Retype, without any change, the first line of the records and every line after it through the one containing "indicate the brass bar".

Stored entries
============================================================
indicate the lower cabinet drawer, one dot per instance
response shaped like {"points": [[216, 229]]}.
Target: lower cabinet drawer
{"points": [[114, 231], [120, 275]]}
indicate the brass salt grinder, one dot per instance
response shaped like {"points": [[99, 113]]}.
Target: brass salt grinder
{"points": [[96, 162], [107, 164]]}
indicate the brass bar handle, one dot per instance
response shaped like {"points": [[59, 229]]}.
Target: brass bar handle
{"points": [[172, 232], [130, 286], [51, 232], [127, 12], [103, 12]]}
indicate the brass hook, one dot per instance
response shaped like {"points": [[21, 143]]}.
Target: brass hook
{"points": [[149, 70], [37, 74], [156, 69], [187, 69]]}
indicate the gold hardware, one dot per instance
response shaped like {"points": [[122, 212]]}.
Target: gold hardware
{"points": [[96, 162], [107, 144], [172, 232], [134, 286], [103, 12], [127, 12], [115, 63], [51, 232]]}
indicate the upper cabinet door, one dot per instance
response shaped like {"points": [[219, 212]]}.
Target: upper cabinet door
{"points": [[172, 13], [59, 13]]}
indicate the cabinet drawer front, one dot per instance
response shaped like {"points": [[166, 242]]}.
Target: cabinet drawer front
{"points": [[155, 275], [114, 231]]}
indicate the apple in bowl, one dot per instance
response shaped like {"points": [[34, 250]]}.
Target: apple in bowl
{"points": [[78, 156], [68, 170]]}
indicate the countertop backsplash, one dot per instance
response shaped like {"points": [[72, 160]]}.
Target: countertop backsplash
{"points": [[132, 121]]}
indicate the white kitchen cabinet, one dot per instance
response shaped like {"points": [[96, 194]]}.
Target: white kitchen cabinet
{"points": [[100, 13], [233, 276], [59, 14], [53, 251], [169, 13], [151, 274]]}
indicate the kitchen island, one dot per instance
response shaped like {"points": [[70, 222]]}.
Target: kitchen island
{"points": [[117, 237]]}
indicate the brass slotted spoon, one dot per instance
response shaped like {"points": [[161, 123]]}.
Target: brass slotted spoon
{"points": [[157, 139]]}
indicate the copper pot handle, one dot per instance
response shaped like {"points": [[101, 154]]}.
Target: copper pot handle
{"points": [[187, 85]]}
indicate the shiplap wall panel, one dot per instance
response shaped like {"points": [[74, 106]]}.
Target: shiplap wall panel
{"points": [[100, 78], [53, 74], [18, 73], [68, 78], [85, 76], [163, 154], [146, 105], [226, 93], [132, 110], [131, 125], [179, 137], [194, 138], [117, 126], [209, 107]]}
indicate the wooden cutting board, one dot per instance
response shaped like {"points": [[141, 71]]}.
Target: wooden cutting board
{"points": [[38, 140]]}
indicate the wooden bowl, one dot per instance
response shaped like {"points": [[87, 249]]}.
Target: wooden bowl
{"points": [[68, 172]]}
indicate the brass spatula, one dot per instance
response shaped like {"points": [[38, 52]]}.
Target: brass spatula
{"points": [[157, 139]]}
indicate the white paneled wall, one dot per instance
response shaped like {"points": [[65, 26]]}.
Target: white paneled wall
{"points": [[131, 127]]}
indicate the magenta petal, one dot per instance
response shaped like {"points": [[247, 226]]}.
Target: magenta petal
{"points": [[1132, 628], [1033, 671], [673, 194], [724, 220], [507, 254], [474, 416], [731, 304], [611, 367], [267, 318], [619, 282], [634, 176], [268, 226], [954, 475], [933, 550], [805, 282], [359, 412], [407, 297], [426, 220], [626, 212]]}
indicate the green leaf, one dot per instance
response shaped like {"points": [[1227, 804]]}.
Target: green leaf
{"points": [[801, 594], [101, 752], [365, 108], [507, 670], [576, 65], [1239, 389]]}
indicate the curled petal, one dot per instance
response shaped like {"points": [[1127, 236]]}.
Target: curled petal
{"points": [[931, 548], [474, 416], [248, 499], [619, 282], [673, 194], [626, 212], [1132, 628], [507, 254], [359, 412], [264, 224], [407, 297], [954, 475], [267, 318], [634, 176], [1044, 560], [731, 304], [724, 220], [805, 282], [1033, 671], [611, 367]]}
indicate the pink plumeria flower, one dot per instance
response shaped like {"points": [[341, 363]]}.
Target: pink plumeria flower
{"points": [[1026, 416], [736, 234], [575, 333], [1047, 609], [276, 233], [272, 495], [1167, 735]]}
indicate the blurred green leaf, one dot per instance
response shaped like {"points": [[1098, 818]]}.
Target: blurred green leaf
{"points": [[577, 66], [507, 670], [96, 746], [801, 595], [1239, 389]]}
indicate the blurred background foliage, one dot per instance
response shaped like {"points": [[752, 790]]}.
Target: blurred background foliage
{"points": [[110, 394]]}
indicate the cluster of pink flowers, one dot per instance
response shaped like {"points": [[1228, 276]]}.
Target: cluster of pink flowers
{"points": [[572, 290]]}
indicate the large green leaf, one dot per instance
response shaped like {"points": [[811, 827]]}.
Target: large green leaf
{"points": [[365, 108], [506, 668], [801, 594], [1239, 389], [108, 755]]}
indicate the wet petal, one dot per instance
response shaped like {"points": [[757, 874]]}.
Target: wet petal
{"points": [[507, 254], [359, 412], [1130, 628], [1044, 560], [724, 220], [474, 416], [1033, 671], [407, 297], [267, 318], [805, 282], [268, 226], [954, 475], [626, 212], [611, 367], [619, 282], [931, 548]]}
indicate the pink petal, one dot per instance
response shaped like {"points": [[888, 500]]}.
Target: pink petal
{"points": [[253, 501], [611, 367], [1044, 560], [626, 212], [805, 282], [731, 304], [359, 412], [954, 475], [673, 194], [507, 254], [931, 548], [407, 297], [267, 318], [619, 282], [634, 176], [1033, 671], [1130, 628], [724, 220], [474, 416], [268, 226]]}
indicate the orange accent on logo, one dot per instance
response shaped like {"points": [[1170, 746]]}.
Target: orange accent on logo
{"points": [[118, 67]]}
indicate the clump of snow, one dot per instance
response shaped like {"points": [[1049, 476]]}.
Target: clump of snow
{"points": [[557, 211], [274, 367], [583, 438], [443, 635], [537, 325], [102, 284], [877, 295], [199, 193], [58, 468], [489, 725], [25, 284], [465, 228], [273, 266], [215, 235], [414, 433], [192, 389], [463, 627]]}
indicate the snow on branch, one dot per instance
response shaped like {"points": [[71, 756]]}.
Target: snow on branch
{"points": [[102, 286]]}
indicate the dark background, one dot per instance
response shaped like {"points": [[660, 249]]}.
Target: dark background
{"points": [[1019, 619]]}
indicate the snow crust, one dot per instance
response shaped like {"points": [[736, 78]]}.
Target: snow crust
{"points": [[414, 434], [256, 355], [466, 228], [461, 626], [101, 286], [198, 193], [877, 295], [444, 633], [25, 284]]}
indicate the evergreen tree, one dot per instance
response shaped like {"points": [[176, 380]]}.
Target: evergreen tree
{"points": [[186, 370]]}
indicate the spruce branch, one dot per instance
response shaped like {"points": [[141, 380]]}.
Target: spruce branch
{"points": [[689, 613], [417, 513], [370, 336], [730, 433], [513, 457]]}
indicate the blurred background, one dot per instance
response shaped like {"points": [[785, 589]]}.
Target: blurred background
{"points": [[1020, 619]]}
============================================================
◆ Response area
indicate the lower cabinet drawer, one dot per instance
response shaped like {"points": [[216, 229]]}.
Target: lower cabinet drawer
{"points": [[114, 231], [120, 275]]}
indicate the brass salt grinder, one dot per instance
response shaped like {"points": [[99, 113]]}.
Target: brass salt grinder
{"points": [[96, 162], [107, 164]]}
indicate the brass bar handle, one dot per instance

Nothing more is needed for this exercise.